__What is needed__
Each entry below should be reproduced character for character.

__Material for this exercise__
###
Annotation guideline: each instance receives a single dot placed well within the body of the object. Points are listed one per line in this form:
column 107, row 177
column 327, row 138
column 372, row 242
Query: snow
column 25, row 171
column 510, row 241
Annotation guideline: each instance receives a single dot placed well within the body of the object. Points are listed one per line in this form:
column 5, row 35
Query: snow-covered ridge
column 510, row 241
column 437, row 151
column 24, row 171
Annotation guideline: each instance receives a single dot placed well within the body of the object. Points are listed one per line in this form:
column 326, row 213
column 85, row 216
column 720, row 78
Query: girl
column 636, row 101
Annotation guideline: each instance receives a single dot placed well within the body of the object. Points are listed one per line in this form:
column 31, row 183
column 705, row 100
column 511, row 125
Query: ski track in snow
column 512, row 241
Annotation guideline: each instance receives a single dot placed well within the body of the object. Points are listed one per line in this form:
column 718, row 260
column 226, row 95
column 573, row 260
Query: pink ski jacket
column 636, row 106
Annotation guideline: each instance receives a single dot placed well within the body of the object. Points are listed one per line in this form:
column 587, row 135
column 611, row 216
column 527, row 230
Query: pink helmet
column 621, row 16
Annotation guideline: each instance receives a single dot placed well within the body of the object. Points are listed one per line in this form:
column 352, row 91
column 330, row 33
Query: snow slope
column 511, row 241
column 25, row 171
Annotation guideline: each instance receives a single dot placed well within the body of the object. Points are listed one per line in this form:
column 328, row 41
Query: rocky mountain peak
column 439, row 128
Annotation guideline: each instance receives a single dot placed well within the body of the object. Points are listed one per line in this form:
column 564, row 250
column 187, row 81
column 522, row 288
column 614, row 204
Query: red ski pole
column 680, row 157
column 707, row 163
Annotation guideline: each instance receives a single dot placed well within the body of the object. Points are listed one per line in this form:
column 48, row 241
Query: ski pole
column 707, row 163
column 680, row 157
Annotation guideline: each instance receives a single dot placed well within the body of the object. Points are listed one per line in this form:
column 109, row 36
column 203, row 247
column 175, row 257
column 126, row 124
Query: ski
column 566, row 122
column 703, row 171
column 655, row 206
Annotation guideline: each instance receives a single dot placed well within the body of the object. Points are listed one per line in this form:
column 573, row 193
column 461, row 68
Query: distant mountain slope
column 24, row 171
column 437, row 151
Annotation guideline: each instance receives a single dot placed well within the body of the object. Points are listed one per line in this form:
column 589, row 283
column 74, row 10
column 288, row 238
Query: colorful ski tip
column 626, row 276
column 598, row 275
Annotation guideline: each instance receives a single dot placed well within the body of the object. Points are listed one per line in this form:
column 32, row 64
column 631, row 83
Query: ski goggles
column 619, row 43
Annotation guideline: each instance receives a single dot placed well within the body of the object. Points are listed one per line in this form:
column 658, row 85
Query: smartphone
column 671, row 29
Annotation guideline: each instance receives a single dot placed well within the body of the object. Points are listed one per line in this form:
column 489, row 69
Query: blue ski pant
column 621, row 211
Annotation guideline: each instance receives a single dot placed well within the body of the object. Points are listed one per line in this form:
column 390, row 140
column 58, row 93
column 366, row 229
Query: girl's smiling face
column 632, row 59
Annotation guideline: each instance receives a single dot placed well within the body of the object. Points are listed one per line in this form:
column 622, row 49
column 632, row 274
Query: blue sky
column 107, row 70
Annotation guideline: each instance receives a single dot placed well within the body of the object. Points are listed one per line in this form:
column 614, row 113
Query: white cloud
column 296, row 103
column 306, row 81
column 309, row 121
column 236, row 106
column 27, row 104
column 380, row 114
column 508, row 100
###
__Exercise response__
Annotation guideline: each instance receives a single dot placed well within the body of the object. Points are listed one per line in this form:
column 107, row 177
column 327, row 138
column 372, row 242
Query: snow
column 25, row 171
column 510, row 241
Annotation guideline: each instance receives a single dot placed well within the body of the object. Points are listed one per line in this form:
column 5, row 35
Query: snow-covered ridge
column 510, row 241
column 437, row 151
column 24, row 171
Annotation guideline: each instance receives a single dot placed well within the body of the object. Points are listed one per line in this form:
column 326, row 213
column 85, row 216
column 720, row 78
Query: girl
column 636, row 101
Annotation guideline: each instance receives a single dot placed well within the body of the object. Points are listed one per line in this form:
column 31, row 183
column 705, row 100
column 511, row 125
Query: ski track in snow
column 512, row 241
Annotation guideline: each instance receives a single dot placed well within the body of the object. Points are listed one per line in this form:
column 718, row 260
column 226, row 95
column 573, row 260
Query: pink ski jacket
column 636, row 106
Annotation guideline: each instance receives a single dot placed well within the body of the object. Points are listed one per line in this form:
column 587, row 135
column 611, row 216
column 527, row 230
Query: pink helmet
column 621, row 16
Annotation guideline: each instance receives a single dot placed well within the body of the object. Points are listed one per line in this form:
column 352, row 91
column 330, row 33
Query: snow slope
column 511, row 241
column 25, row 171
Annotation guideline: each instance receives a single dot placed well within the body of the object. Points are listed one per line in this form:
column 328, row 41
Query: rocky mountain peak
column 439, row 128
Annotation guideline: each instance receives a single dot placed well within the body of the object. Points are listed one per line in this form:
column 564, row 250
column 187, row 81
column 522, row 288
column 614, row 204
Query: red ski pole
column 680, row 157
column 707, row 163
Annotation guideline: each instance receives a single dot placed well within the body of the object. Points are listed one per line in this form:
column 48, row 241
Query: ski pole
column 707, row 163
column 680, row 157
Annotation guideline: each instance receives a single dot placed well within the body of the object. Points are listed one per line in this form:
column 109, row 36
column 203, row 247
column 175, row 257
column 126, row 124
Query: ski
column 566, row 122
column 703, row 171
column 655, row 206
Annotation guideline: each instance receives a single dot placed well within the body of the object. Points are listed one per line in this form:
column 573, row 193
column 461, row 68
Query: distant mountain slope
column 24, row 171
column 437, row 151
Annotation guideline: each instance receives a single dot placed well within the body of the object. Points are listed one per line in this form:
column 589, row 283
column 74, row 10
column 288, row 238
Query: colorful ski tip
column 626, row 276
column 598, row 275
Annotation guideline: each instance receives a single dot placed well within the body of the object. Points are listed one per line in this form:
column 32, row 64
column 631, row 83
Query: ski goggles
column 619, row 43
Annotation guideline: each instance receives a single dot placed well within the body of the object. Points are listed one per line in this form:
column 658, row 85
Query: smartphone
column 671, row 29
Annotation guideline: each instance receives a single dot placed well within the body of the object. Points are listed one per line in this form:
column 489, row 69
Query: blue ski pant
column 621, row 211
Annotation guideline: each instance receives a single dot placed well within the body of the object. Points are listed one per line in this form:
column 390, row 140
column 58, row 93
column 366, row 229
Query: girl's smiling face
column 632, row 59
Annotation guideline: each instance receives a single dot placed well within the body of the object. Points are listed one per line in this form:
column 622, row 49
column 632, row 274
Query: blue sky
column 107, row 70
Annotation guideline: each instance receives a single dot placed well within the body of the object. Points are listed one per line in this form:
column 614, row 113
Query: white cloud
column 296, row 103
column 306, row 81
column 309, row 121
column 236, row 106
column 27, row 104
column 380, row 114
column 508, row 100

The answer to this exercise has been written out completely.